[start]

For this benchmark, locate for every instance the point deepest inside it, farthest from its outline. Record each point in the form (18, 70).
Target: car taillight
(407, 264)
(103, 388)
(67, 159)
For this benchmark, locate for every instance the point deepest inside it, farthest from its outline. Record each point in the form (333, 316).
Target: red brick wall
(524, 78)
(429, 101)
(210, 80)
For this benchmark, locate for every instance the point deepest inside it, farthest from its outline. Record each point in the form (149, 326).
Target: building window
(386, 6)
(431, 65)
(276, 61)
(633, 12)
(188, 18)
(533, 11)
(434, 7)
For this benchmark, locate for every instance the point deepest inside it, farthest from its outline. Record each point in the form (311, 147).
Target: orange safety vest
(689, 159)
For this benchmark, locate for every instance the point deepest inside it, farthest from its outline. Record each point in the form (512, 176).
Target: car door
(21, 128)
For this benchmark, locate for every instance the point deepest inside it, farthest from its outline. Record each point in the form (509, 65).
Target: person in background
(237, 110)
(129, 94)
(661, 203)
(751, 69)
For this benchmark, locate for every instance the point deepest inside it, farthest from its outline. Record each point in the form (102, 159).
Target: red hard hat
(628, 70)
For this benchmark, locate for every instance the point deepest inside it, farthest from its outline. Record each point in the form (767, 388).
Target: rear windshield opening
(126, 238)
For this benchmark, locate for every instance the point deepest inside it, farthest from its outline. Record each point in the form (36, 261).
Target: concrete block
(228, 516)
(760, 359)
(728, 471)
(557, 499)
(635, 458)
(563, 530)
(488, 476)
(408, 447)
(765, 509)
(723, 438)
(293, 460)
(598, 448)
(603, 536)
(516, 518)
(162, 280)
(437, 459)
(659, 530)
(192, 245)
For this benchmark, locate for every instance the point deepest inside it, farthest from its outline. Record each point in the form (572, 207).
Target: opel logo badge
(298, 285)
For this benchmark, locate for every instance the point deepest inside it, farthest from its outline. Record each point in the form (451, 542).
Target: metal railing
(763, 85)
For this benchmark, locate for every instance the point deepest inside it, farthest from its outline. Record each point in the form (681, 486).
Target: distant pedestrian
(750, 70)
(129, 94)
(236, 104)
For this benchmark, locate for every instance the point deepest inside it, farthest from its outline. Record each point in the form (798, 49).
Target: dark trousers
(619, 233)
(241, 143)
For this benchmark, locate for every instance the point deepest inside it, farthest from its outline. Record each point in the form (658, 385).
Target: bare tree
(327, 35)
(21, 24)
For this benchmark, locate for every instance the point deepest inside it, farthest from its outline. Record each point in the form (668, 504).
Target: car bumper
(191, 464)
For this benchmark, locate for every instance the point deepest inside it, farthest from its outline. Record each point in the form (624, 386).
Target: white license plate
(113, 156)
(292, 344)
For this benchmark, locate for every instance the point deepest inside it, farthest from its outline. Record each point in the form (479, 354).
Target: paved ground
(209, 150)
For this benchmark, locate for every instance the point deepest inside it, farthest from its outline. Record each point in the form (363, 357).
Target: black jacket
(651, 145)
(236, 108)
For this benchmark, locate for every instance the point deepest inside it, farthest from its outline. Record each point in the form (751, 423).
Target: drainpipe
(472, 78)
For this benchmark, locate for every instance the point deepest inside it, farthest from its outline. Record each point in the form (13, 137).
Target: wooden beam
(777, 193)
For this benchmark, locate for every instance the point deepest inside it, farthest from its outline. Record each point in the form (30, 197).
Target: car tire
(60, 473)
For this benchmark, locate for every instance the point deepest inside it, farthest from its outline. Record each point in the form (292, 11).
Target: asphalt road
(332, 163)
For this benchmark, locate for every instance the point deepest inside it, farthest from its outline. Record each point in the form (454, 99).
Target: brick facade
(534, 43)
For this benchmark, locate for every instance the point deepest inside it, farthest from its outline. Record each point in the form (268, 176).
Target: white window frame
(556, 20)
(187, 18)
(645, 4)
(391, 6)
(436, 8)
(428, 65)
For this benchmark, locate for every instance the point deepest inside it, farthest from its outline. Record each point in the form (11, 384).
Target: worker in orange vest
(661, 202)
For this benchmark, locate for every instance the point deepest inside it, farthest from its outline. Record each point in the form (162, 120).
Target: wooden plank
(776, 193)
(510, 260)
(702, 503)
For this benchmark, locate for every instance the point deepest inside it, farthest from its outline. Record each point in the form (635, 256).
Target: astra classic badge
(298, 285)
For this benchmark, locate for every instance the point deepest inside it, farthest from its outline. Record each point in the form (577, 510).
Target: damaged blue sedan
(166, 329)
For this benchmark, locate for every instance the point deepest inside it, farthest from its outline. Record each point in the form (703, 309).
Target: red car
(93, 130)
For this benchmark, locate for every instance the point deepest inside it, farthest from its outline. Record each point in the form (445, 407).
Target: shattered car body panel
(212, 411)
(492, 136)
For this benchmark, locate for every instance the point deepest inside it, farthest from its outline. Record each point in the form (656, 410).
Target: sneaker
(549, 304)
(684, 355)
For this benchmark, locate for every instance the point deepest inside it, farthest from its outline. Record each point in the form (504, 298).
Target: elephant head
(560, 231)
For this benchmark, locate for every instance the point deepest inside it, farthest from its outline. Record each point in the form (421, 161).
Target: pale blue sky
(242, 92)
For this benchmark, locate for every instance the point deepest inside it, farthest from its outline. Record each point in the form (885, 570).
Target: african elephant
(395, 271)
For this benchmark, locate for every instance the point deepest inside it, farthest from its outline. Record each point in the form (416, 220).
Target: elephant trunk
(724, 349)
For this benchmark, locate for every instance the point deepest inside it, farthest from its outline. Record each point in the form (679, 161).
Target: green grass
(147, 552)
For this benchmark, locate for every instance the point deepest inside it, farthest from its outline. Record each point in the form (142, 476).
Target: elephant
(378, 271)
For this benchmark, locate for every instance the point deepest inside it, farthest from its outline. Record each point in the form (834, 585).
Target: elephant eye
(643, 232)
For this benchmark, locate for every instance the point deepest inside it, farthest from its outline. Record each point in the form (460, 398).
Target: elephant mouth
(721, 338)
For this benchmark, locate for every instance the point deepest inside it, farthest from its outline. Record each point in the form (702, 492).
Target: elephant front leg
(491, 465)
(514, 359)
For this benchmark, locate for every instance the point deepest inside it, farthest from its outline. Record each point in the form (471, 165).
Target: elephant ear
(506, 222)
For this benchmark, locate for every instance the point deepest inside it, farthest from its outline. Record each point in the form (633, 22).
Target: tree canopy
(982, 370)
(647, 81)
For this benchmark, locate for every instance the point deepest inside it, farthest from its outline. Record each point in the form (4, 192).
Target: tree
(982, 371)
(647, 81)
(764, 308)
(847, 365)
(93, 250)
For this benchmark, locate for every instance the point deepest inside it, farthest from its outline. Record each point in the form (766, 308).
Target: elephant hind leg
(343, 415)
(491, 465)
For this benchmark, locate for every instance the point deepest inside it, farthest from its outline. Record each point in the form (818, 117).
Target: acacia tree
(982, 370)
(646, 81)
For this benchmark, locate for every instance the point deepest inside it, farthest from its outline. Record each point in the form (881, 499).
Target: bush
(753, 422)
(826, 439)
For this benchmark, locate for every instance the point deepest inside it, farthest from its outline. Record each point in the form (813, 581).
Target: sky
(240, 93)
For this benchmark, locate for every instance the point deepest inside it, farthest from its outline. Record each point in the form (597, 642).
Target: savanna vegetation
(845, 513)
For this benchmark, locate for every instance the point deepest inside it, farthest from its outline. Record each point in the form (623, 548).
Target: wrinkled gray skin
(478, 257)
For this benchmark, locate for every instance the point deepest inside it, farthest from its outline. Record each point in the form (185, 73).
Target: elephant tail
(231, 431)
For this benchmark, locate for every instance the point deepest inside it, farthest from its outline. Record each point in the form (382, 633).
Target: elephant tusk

[end]

### Aim of the task
Give back, exactly as written, the lines from the one with "form (813, 581)." to the last line.

### Exercise result
For this benchmark, locate for every instance the point deepest inside it, farthest from its outline. Record each point in the form (813, 581).
Target: sky
(240, 93)
For this benchmark, locate for every instance the point deepest inside it, farthest from its outline. Record each point in the form (597, 642).
Target: savanna vegetation
(845, 513)
For this benchmark, locate for every instance the point deepest inside it, farthest from its outline. Record each point in the form (623, 548).
Target: wrinkled gray skin
(478, 257)
For this benchmark, locate for every instance the point deepest inside it, farthest from its outline. Record each point in the form (185, 73).
Target: elephant tail
(231, 431)
For this benchmark, locate for every instance the point deepest inside it, farthest from its outline. Record each point in the form (382, 633).
Target: elephant tusk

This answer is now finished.